Text section:

Four soldiers in the Sri Lankan army have been held in connection with the claimed abduction and murder of a journalist and regime critic who disappeared five years ago.
Prageeth Eknaligoda went missing soon after the 2010 presidential elections during which time he supported the defeated presidential candidate Field Marshall Sarath Fonseka, a bitter rival of the former president Mahinda Rajapaksa. Two lieutenant colonels, a sergeant and a corporal were arrested following the testimony given by other suspects already in custody, police spokesman Ruwan Gunasekera told AFP.
Former Tamil Tiger rebels had reportedly confessed to abducting and handing over the journalist to an army camp in a former northern war zone, under a contract. The rebels have claimed that Mr Eknaligoda had then been murdered and his body dumped at sea.
The breakthrough in the case comes less than three weeks before the United Nations Human Rights Commission reviews a probe on claimed - and denied - war crimes and human rights violations, allegedly committed by the Sri Lankan army under the former government. The island’s powerful military, which defeated the Tamil rebels in 2009, has been accused of crimes including abductions, extra-judicial murder and rape during and after the country’s three decade ethnic war.

Raw records:
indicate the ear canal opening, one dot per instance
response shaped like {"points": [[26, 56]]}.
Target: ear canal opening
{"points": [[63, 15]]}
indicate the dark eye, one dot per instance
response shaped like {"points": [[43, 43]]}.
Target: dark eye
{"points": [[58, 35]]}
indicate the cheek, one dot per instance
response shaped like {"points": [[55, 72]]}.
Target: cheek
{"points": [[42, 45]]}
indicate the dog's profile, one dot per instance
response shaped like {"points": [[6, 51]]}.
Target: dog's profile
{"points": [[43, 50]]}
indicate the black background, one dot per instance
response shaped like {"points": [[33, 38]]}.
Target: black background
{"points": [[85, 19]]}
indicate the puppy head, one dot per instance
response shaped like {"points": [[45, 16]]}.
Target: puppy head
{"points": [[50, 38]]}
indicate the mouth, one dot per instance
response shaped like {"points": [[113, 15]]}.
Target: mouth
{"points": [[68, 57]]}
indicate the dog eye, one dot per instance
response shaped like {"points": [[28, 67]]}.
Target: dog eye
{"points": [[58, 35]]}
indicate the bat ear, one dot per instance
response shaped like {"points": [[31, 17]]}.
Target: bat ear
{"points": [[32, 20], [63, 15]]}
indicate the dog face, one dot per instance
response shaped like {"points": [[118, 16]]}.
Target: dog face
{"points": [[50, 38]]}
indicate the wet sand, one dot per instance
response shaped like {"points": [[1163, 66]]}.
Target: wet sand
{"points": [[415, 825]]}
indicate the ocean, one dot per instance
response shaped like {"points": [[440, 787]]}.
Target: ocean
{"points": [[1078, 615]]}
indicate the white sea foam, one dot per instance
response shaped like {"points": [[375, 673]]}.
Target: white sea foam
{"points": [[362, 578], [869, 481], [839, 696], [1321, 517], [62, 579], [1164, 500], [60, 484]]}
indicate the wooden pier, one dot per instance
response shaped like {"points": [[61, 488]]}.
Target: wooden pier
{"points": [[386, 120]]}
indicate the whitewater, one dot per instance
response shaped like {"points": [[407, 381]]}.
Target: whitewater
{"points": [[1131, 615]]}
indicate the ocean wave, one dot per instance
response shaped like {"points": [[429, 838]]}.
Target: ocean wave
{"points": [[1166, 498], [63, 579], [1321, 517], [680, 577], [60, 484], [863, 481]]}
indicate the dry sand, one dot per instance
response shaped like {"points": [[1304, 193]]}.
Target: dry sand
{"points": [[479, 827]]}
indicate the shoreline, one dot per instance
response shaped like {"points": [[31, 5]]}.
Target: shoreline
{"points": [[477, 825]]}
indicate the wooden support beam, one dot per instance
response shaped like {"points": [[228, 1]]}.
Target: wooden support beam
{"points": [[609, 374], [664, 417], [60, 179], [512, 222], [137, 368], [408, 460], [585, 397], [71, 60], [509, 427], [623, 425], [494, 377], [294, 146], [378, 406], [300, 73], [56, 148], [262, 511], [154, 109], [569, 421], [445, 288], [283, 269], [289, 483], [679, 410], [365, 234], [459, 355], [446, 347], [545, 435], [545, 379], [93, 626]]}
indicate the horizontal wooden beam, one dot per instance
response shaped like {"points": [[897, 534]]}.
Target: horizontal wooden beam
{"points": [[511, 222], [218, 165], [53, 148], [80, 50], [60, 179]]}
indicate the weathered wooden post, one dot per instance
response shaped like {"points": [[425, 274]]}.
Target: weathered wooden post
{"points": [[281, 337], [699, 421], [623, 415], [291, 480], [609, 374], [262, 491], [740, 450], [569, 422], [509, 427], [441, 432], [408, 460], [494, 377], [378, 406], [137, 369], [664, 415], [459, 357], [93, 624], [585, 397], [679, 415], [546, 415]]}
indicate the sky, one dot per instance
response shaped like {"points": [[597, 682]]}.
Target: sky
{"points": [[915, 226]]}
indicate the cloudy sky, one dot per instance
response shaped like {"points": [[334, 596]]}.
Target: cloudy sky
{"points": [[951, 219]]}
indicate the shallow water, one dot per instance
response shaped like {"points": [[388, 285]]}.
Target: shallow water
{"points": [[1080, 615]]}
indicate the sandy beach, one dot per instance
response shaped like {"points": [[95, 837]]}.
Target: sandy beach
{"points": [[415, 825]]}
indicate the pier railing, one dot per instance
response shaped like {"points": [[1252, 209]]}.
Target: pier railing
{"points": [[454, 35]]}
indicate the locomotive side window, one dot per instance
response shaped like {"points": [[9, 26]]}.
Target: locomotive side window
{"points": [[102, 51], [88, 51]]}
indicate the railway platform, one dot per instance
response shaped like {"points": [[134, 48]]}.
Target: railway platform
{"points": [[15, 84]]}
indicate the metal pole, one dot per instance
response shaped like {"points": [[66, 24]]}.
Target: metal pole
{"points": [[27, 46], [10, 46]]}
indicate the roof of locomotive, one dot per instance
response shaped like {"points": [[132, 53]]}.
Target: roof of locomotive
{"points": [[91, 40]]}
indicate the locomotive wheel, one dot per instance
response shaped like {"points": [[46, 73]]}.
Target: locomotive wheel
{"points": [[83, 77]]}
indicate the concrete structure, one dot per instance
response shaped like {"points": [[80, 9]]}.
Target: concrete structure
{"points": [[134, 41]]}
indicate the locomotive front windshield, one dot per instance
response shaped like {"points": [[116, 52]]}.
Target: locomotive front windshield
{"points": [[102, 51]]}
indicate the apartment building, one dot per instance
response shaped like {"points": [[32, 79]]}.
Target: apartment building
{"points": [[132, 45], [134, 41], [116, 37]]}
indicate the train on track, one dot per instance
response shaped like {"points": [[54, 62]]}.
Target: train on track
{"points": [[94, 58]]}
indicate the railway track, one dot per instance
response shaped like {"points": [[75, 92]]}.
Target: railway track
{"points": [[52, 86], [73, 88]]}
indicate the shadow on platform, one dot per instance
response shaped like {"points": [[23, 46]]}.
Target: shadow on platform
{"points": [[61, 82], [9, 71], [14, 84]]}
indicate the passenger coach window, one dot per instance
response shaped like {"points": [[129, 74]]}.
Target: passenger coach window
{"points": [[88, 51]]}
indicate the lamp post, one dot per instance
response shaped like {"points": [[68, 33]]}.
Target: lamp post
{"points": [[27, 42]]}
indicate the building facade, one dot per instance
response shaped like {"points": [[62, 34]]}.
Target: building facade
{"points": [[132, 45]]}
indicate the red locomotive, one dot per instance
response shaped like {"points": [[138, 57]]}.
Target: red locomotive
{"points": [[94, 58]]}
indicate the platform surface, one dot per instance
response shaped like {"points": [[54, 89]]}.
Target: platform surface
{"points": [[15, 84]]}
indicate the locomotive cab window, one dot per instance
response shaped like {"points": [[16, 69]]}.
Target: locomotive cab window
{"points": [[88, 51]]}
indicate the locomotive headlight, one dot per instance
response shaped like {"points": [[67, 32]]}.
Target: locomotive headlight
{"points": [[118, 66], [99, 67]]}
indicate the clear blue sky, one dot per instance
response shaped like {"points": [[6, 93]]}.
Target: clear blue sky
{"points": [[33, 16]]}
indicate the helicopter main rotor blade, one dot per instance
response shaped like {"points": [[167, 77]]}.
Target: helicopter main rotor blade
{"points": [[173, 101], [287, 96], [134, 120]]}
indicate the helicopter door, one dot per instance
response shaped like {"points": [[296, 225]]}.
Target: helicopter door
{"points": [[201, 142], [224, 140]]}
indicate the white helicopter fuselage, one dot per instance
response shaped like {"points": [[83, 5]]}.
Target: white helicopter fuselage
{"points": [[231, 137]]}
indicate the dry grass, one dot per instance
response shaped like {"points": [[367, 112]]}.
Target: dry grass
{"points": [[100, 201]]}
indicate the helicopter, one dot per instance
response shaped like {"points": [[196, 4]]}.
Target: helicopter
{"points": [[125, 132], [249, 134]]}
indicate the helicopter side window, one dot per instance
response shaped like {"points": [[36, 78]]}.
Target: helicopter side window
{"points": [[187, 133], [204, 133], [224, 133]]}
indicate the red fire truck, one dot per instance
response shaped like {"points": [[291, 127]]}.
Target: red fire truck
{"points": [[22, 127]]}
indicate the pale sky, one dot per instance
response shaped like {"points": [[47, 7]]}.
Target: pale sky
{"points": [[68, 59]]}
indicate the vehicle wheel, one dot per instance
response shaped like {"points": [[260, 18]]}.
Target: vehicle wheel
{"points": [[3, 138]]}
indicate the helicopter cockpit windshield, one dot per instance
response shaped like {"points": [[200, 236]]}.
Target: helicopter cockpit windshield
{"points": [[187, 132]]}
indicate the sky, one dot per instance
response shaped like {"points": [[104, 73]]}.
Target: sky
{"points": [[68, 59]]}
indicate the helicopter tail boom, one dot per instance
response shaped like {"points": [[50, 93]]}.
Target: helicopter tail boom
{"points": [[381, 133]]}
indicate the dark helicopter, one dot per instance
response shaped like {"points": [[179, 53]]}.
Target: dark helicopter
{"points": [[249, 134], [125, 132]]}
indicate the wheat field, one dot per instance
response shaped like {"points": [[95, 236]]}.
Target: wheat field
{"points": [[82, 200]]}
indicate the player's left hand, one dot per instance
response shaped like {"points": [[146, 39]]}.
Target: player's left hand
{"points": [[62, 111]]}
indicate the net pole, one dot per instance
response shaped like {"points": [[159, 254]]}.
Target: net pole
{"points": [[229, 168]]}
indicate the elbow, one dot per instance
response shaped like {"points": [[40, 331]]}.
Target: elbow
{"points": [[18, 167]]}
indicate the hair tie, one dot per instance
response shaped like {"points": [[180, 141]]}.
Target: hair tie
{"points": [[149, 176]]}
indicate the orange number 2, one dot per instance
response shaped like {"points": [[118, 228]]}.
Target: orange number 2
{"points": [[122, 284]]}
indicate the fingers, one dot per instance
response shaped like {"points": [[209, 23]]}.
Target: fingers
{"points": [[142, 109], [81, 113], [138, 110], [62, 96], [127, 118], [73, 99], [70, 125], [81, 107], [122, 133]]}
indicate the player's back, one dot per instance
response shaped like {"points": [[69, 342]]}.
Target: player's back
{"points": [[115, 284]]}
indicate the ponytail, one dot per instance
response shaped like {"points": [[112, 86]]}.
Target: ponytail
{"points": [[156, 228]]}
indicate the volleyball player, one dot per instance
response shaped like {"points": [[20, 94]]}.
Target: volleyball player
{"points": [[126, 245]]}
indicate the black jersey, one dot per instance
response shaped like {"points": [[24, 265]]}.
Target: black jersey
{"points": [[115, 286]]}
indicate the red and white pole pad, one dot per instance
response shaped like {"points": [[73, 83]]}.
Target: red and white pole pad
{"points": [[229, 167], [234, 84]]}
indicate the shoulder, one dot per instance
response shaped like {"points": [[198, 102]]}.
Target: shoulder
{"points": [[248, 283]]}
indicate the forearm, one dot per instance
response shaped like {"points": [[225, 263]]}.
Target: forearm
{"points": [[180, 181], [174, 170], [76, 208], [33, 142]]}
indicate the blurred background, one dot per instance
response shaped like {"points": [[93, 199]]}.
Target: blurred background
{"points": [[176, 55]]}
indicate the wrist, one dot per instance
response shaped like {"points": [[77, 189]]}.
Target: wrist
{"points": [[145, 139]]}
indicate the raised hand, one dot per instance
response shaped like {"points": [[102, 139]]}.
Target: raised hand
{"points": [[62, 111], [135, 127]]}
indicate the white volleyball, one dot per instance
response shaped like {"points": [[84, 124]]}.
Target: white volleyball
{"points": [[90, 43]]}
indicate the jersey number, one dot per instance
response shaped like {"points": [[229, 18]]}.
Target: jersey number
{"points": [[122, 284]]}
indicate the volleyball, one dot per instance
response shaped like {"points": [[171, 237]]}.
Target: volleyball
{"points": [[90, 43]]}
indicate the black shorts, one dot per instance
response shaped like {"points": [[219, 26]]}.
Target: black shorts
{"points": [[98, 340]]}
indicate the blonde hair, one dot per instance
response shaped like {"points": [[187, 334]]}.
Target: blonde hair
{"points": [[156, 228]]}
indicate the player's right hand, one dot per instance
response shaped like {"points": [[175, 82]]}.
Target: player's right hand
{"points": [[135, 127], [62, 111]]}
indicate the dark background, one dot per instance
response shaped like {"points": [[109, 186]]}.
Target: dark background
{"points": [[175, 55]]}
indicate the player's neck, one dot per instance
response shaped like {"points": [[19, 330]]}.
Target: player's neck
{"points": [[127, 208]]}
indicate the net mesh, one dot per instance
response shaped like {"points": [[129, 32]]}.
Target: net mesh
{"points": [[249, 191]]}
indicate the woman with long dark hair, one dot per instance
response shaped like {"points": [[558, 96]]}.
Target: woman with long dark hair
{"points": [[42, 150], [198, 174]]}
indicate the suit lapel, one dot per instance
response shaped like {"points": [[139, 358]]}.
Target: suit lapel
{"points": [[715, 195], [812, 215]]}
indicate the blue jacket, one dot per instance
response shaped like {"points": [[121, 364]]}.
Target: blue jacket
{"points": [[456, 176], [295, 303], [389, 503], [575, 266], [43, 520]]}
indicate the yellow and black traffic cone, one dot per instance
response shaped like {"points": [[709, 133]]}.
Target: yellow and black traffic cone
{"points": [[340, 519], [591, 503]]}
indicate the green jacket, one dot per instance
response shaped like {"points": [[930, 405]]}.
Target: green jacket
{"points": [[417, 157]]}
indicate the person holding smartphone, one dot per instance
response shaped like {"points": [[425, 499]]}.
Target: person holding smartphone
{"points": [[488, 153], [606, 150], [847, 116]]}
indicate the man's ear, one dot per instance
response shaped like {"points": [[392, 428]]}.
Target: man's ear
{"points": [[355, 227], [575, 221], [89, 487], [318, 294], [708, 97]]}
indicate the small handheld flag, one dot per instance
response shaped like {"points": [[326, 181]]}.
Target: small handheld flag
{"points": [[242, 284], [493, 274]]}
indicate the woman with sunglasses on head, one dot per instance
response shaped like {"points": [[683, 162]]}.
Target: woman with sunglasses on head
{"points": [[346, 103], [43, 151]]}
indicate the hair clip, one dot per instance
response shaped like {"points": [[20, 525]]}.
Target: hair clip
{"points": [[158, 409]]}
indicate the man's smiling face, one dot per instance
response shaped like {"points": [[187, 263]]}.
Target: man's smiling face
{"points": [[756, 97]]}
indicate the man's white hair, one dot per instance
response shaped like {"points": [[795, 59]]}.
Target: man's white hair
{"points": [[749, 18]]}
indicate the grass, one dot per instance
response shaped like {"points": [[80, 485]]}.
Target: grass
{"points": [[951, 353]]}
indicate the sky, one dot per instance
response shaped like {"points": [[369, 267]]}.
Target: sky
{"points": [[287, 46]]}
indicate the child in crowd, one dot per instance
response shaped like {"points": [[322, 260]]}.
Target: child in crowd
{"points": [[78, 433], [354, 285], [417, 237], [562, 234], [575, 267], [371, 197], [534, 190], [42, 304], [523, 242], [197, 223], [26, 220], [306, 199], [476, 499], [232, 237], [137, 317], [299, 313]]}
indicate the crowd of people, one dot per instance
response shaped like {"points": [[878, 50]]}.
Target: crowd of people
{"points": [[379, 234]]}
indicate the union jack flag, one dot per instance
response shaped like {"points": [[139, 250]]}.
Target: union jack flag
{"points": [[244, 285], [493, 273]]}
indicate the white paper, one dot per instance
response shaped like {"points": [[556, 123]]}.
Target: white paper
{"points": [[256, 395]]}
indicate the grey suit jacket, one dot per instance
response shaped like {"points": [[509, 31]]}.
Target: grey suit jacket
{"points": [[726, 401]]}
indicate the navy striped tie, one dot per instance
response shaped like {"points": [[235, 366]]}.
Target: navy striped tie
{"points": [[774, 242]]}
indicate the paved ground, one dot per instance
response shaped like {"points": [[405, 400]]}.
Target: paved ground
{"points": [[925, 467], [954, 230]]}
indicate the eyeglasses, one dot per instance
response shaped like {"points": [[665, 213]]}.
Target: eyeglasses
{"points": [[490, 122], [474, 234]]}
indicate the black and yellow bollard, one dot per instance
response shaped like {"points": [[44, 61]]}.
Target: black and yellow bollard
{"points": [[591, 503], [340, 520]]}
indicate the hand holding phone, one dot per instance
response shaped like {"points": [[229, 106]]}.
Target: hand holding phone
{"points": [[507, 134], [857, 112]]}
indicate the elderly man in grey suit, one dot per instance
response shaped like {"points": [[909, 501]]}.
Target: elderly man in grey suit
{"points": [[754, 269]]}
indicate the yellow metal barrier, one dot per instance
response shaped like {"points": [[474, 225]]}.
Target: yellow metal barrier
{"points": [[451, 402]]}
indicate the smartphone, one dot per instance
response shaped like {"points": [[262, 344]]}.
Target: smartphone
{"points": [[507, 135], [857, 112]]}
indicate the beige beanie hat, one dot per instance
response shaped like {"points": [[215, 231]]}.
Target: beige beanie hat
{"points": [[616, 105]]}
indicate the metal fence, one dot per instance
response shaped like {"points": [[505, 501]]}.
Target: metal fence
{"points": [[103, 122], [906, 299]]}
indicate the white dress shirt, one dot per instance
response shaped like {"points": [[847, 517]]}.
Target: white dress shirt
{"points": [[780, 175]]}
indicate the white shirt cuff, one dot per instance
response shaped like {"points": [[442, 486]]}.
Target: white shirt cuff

What you have to do:
Decide whether each statement agrees with the report on the missing Sri Lankan journalist, giving yes or no and quoting the text's deciding words: (a) The journalist disappeared soon after the 2010 presidential elections. (b) Three soldiers were arrested in the case. (c) The Sri Lankan military defeated the Tamil rebels in 2009.

Expected output:
(a) Yes: "Prageeth Eknaligoda went missing soon after the 2010 presidential elections"
(b) No: "Four soldiers in the Sri Lankan army have been held"
(c) Yes: "The island’s powerful military, which defeated the Tamil rebels in 2009"